SET EXERCISE: Rewrite every row below, substituting "bounding_box" for each occurrence of "predicted_region" and leaving all other text unchanged.

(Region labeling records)

┄┄┄┄┄┄┄┄┄┄

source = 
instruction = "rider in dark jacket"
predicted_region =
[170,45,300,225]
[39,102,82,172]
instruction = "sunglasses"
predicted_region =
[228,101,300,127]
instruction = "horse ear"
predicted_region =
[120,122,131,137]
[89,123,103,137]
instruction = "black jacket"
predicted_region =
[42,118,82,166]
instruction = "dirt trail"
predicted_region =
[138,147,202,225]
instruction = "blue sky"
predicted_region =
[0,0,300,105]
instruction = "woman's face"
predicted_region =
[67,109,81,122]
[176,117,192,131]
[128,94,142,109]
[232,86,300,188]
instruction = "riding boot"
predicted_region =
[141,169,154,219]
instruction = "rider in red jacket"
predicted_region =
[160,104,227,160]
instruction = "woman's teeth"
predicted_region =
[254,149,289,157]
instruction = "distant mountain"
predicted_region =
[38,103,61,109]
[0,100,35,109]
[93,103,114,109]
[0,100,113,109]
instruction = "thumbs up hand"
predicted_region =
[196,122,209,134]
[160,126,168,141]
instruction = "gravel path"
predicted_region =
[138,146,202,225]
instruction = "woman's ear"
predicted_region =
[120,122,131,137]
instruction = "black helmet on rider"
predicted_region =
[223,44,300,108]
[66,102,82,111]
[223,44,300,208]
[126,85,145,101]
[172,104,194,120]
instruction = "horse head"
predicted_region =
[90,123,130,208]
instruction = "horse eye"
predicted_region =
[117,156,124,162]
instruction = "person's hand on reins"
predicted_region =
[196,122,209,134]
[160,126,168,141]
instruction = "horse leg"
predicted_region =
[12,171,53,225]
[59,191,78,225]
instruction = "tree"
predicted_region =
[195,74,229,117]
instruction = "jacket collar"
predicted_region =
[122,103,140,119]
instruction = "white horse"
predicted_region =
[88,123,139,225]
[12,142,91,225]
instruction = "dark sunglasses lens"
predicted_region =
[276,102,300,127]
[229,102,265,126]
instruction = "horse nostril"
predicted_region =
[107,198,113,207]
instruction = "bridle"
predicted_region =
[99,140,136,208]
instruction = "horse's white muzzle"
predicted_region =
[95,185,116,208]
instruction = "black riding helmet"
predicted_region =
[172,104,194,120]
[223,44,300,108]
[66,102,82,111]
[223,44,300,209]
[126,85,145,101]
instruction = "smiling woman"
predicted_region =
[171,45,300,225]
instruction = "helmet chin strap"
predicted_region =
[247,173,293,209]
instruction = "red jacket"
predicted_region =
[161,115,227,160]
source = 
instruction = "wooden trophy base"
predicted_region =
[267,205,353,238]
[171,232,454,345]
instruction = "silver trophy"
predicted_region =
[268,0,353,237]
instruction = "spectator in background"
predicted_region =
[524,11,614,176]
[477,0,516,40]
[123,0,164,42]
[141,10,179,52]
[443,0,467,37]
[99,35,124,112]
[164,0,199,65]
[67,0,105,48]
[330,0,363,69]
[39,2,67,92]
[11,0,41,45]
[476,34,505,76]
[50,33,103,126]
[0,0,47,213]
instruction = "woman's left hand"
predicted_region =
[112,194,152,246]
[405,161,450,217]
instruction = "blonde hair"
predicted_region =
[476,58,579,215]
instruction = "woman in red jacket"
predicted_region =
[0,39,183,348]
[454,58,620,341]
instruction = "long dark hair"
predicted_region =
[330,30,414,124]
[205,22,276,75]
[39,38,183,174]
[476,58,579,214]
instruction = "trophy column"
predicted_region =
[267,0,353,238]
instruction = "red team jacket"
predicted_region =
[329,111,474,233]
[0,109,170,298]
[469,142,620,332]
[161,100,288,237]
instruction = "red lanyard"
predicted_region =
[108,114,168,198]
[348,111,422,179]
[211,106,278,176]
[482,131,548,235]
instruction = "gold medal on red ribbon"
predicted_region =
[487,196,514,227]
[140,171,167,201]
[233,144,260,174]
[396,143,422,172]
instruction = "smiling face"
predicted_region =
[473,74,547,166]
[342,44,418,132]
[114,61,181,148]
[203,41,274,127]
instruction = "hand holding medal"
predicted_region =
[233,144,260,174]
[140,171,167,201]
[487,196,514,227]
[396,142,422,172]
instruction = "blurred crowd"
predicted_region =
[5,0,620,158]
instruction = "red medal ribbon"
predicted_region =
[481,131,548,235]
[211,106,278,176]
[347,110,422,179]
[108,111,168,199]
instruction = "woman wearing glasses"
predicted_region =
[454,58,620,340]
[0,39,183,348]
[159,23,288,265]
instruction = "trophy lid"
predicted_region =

┄┄┄┄┄┄┄┄┄┄

EXERCISE ANSWER:
source = 
instruction = "rider in dark jacket"
bounding_box =
[170,45,300,225]
[39,102,82,172]
instruction = "sunglasses"
bounding_box =
[228,101,300,127]
instruction = "horse ear"
bounding_box =
[120,122,131,137]
[89,123,103,137]
instruction = "black jacket"
bounding_box =
[42,118,82,166]
instruction = "dirt trail"
bounding_box =
[138,147,202,225]
instruction = "blue sky"
bounding_box =
[0,0,300,105]
instruction = "woman's face"
bounding_box =
[67,109,81,122]
[176,117,192,131]
[128,94,142,109]
[232,86,300,188]
instruction = "riding boot"
bounding_box =
[141,169,154,219]
instruction = "rider in red jacket"
bounding_box =
[160,104,227,160]
instruction = "woman's teeth"
bounding_box =
[254,149,289,157]
instruction = "distant mountain"
bounding_box =
[38,103,61,109]
[0,100,35,109]
[93,103,114,109]
[0,100,113,109]
instruction = "thumbs up hand"
bounding_box =
[196,122,209,134]
[160,126,168,141]
instruction = "gravel path"
bounding_box =
[138,146,202,225]
instruction = "woman's ear"
bounding_box =
[120,122,131,137]
instruction = "black helmet on rider"
bounding_box =
[223,44,300,108]
[66,102,82,111]
[223,44,300,208]
[126,85,145,101]
[172,104,194,120]
instruction = "horse head"
bounding_box =
[90,123,130,208]
instruction = "horse eye"
bounding_box =
[117,156,124,162]
instruction = "person's hand on reins"
bounding_box =
[196,122,209,134]
[160,126,168,141]
instruction = "horse leg"
bounding_box =
[12,171,53,225]
[59,191,78,225]
instruction = "tree"
bounding_box =
[195,74,229,117]
instruction = "jacket collar"
bounding_box =
[122,103,140,119]
instruction = "white horse"
bounding_box =
[88,123,139,225]
[12,142,91,225]
instruction = "dark sunglasses lens"
bounding_box =
[276,102,300,127]
[229,102,265,126]
instruction = "horse nostril"
bounding_box =
[107,198,113,207]
instruction = "bridle"
bounding_box =
[99,140,136,208]
instruction = "horse's white muzzle"
bounding_box =
[95,185,116,208]
instruction = "black riding helmet"
bounding_box =
[172,104,194,120]
[223,44,300,108]
[66,102,82,111]
[223,44,300,209]
[126,85,145,101]
instruction = "smiling woman"
bounding_box =
[171,45,300,225]
instruction = "helmet chin strap"
bounding_box =
[247,173,293,209]
instruction = "red jacket"
bounding_box =
[161,115,227,160]
source = 
instruction = "wooden trophy base"
bounding_box =
[267,205,353,238]
[171,232,454,345]
instruction = "silver trophy"
bounding_box =
[268,0,353,237]
instruction = "spectator in background"
bounding_box =
[524,11,614,176]
[477,0,516,40]
[123,0,164,42]
[141,10,179,52]
[443,0,467,37]
[99,35,124,112]
[164,0,199,65]
[67,0,105,48]
[330,0,363,69]
[39,2,67,92]
[11,0,41,45]
[476,34,505,76]
[50,33,103,126]
[0,0,47,213]
instruction = "woman's left hand"
bounding_box =
[112,194,152,246]
[405,161,450,217]
instruction = "blonde hair"
bounding_box =
[476,58,579,215]
instruction = "woman in red jacket"
bounding_box =
[0,39,183,348]
[454,58,620,341]
instruction = "long dark hair"
bounding_box =
[330,30,414,124]
[205,22,276,75]
[39,38,183,174]
[476,58,579,214]
instruction = "trophy column"
bounding_box =
[267,0,353,238]
instruction = "red team jacket"
bounding_box =
[329,111,474,233]
[0,109,170,298]
[469,142,620,332]
[161,100,288,237]
instruction = "red lanyard"
bounding_box =
[108,114,168,198]
[348,111,422,179]
[211,106,278,176]
[482,131,548,235]
instruction = "gold medal on red ribbon"
bounding_box =
[487,196,514,227]
[140,171,167,201]
[233,144,260,174]
[396,143,422,172]
instruction = "smiling face"
bounding_box =
[473,74,547,166]
[342,44,418,132]
[114,61,181,148]
[203,41,274,127]
instruction = "hand holding medal"
bounding_box =
[233,144,260,174]
[140,171,167,201]
[487,196,514,227]
[396,142,422,172]
instruction = "blurred crowd"
bounding_box =
[5,0,620,158]
instruction = "red medal ribbon"
bounding_box =
[481,131,548,235]
[211,106,278,176]
[347,110,422,179]
[108,111,168,199]
instruction = "woman wearing glasses"
bounding_box =
[454,58,620,340]
[0,39,183,348]
[159,23,288,265]
instruction = "trophy lid"
bounding_box =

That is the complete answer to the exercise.